Start of Excerpt provided

A while ago I wrote quite a few articles, that are part of the soulware series. Trying to explain the soul, as a sort of operating system to bridge the deeper spiritual truths to a language that people understand. To talk about Kronos (super-ego and inner critic), Hermes (as the self-discovery ego), Dionysus (as the wounded inner child), Artemis and Apollo (as the paths of self-empowerment), next to the grief work of Persephone. To translate the ancient Orphic and mythological way of viewing things, into words that modern people could understand. In the form of parts of the soul, path ways and inner tools for psycho-spiritual growth.
Rewriting the Trauma Myth: Tools for Healing
To move from trauma and feeling helpless, towards healing and self-empowerment. And with the articles show both the different parts, and the deeper patterns and tools they have to offer. Such as figuring out ones trauma myth, and how to rewrite it using the archetypal stories and connected tools. May that be Hermes.pak as exploration toolkit of ones repressed parts, Apollo.pak with the expression of repressed primal instinct or even Artemis.pak with her bear dance.

End of Excerpt provided

▶ _Exercise task A_
Answer these questions about the soulware passage:
(i) Which figure stands for the wounded inner child?
(ii) Which toolkit is described as an exploration toolkit of one's repressed parts?
(iii) What is Artemis.pak linked with?
▶ _Exercise task B_
Translate this sentence from the soulware passage into Spanish: "A while ago I wrote quite a few articles, that are part of the soulware series."
▶ _Exercise task C_
Please carry the soulware passage forward from its final sentence.
The material has no connection to the soulware passage.

Start of Entries supplied

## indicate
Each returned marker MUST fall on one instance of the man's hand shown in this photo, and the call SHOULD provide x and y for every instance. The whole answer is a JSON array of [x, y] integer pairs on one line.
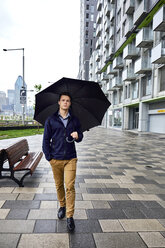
[[74, 135]]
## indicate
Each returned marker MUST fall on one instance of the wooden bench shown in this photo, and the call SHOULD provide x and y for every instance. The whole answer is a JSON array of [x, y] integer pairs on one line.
[[18, 158]]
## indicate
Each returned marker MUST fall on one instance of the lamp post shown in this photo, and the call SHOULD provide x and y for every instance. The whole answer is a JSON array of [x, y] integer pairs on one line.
[[23, 77]]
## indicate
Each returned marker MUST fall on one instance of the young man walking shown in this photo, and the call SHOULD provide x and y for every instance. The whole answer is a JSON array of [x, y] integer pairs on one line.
[[61, 130]]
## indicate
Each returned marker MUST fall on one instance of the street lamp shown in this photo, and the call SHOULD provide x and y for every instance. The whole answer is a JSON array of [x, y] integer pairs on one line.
[[23, 77]]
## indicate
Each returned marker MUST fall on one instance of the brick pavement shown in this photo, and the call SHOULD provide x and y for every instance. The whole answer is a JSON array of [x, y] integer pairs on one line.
[[120, 196]]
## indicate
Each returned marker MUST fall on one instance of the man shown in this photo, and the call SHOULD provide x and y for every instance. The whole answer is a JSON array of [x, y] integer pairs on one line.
[[61, 130]]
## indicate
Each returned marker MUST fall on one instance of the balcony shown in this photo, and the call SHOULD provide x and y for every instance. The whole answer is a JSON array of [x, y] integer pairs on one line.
[[98, 57], [107, 9], [117, 82], [110, 70], [104, 76], [98, 69], [112, 13], [143, 65], [99, 5], [107, 41], [130, 52], [109, 86], [98, 43], [107, 24], [158, 53], [129, 7], [111, 49], [111, 32], [128, 74], [144, 38], [140, 13], [99, 18], [129, 26], [118, 63], [159, 20], [98, 30]]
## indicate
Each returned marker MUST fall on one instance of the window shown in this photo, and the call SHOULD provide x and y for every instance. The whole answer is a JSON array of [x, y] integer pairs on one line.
[[117, 118], [118, 36], [162, 78], [146, 85], [92, 9], [123, 28], [115, 97], [135, 90]]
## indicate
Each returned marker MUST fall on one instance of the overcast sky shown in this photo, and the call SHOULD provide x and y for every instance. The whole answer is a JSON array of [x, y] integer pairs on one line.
[[49, 30]]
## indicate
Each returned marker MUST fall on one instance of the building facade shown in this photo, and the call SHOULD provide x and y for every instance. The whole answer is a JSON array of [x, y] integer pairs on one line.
[[87, 36], [129, 62]]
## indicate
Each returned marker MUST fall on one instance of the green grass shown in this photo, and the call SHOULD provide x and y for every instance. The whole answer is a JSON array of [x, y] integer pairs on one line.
[[8, 134]]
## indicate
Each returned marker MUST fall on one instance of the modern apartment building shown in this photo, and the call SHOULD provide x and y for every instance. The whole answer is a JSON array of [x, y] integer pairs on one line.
[[129, 62], [87, 36]]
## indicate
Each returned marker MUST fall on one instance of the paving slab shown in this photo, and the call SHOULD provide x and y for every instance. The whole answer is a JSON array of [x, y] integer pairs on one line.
[[44, 241]]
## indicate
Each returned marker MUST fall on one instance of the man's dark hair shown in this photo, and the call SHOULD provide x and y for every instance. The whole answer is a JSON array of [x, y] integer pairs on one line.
[[65, 94]]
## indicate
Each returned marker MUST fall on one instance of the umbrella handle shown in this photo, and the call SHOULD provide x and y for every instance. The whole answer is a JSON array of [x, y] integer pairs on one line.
[[69, 141]]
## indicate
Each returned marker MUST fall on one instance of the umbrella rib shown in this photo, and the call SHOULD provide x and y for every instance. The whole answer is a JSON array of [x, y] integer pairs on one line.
[[87, 110]]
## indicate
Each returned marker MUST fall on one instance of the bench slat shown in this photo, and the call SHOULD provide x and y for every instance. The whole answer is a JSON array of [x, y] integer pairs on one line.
[[30, 162], [17, 151]]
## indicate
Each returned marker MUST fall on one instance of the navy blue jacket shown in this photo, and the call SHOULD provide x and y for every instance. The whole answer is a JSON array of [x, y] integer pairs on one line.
[[54, 144]]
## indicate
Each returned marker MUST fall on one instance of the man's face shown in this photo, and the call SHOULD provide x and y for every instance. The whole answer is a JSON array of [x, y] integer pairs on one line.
[[64, 102]]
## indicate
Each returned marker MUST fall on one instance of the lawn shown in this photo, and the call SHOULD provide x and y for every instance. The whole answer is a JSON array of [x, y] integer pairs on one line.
[[8, 134]]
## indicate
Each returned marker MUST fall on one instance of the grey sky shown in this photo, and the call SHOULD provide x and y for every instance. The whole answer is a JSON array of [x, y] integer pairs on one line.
[[49, 32]]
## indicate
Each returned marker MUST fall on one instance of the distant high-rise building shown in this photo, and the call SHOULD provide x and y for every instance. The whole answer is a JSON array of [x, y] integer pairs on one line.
[[87, 35], [18, 87], [3, 99]]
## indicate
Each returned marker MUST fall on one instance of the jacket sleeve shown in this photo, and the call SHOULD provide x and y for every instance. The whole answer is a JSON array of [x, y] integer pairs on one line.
[[79, 131], [46, 140]]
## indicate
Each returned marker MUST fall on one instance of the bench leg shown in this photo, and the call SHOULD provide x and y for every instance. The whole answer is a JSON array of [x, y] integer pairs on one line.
[[22, 178]]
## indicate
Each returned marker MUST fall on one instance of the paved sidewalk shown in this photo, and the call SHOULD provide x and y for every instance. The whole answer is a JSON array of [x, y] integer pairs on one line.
[[120, 199]]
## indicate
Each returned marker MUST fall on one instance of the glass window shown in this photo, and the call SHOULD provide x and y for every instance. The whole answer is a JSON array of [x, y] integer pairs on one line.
[[146, 86], [135, 90], [92, 9], [162, 78], [117, 118]]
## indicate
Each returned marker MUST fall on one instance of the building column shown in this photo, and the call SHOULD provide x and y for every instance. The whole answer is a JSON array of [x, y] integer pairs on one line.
[[125, 121], [143, 117]]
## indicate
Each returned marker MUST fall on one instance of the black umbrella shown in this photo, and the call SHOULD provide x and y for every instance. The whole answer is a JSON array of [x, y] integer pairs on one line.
[[89, 103]]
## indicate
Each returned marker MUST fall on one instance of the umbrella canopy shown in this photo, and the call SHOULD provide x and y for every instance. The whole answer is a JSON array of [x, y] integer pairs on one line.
[[89, 103]]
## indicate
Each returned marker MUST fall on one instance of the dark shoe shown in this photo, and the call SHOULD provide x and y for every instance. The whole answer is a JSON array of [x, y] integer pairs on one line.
[[61, 212], [70, 224]]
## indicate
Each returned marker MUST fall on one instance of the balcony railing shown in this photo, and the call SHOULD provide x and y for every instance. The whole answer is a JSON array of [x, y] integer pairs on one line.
[[158, 53], [140, 12], [159, 20], [111, 71], [111, 32], [131, 52], [129, 6], [99, 18], [117, 82], [128, 26], [128, 74], [118, 63], [144, 38], [99, 5], [143, 65], [98, 30], [104, 76]]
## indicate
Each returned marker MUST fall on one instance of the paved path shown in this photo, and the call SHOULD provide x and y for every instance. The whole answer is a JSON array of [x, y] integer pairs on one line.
[[120, 199]]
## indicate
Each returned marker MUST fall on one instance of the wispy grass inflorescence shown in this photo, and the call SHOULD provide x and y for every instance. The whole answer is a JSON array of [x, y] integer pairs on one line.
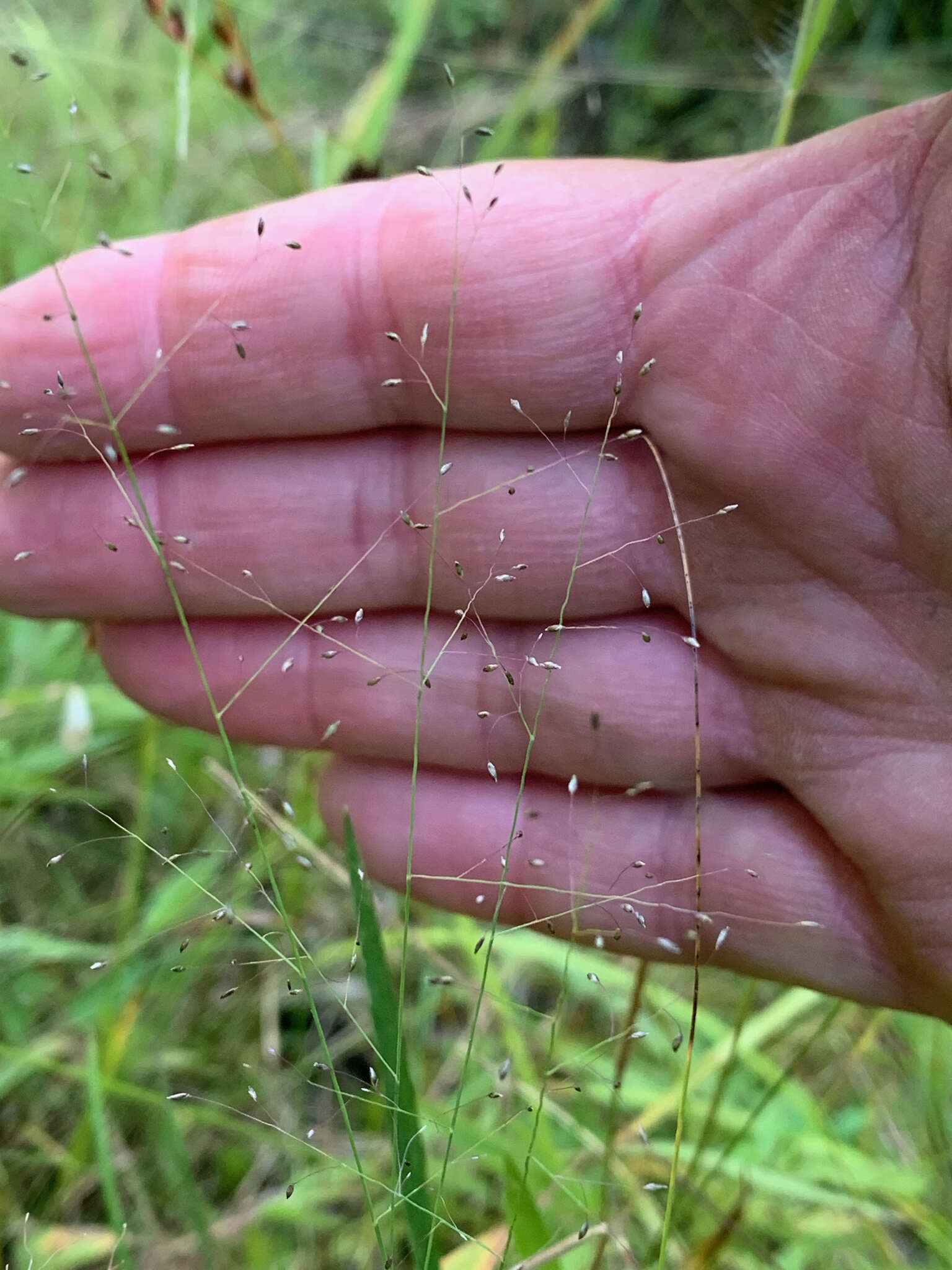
[[405, 1083]]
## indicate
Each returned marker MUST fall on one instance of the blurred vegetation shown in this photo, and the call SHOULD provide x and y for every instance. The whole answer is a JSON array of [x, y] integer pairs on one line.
[[824, 1130]]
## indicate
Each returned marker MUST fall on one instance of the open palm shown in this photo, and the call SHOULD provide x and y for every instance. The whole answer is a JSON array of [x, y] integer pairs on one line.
[[796, 304]]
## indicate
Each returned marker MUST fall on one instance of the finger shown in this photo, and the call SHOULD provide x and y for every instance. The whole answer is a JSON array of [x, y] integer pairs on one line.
[[542, 311], [767, 869], [316, 526], [616, 710]]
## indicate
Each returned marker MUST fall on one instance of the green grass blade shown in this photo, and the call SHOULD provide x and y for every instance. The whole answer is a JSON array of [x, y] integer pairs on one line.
[[409, 1152], [536, 91], [95, 1108], [814, 19], [367, 117]]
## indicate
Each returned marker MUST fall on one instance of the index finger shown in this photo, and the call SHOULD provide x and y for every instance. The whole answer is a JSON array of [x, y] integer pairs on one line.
[[282, 313]]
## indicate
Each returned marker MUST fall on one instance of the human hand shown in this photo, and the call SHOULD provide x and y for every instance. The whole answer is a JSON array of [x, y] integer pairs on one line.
[[798, 308]]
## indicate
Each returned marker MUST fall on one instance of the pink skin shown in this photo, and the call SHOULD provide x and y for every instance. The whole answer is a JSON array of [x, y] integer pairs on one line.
[[798, 306]]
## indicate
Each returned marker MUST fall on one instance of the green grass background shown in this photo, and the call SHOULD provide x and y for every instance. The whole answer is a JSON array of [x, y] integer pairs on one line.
[[818, 1134]]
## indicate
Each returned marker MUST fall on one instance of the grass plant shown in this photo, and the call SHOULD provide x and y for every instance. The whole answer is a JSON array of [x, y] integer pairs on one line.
[[220, 1044]]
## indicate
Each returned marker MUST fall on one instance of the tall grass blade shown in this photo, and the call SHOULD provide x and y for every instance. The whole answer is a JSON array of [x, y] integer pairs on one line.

End of Entries supplied

▶ _Task response A_
(i) Dionysus
(ii) Hermes.pak
(iii) Her bear dance

▶ _Task response B_
Hace un tiempo escribí bastantes artículos que forman parte de la serie soulware.

▶ _Task response C_
Preparing the Ego for Deeper Work
Yet the paths of Hermes, Apollo and Artemis, what they really represent is the preparation of the ego for the deeper work that awaits. To give the ego both the framework, and with it the necessary primal connection to instinct, to survive the descend that comes. Into the grief of the goddess and child, as the ancient mystery traditions framed it. Symbolised by Dionysus as the wounded and dismembered child and Persephone as the grieving mother. Yet she is also the queen of the underworld, and the maiden that faces grief within her own sacred descent journey.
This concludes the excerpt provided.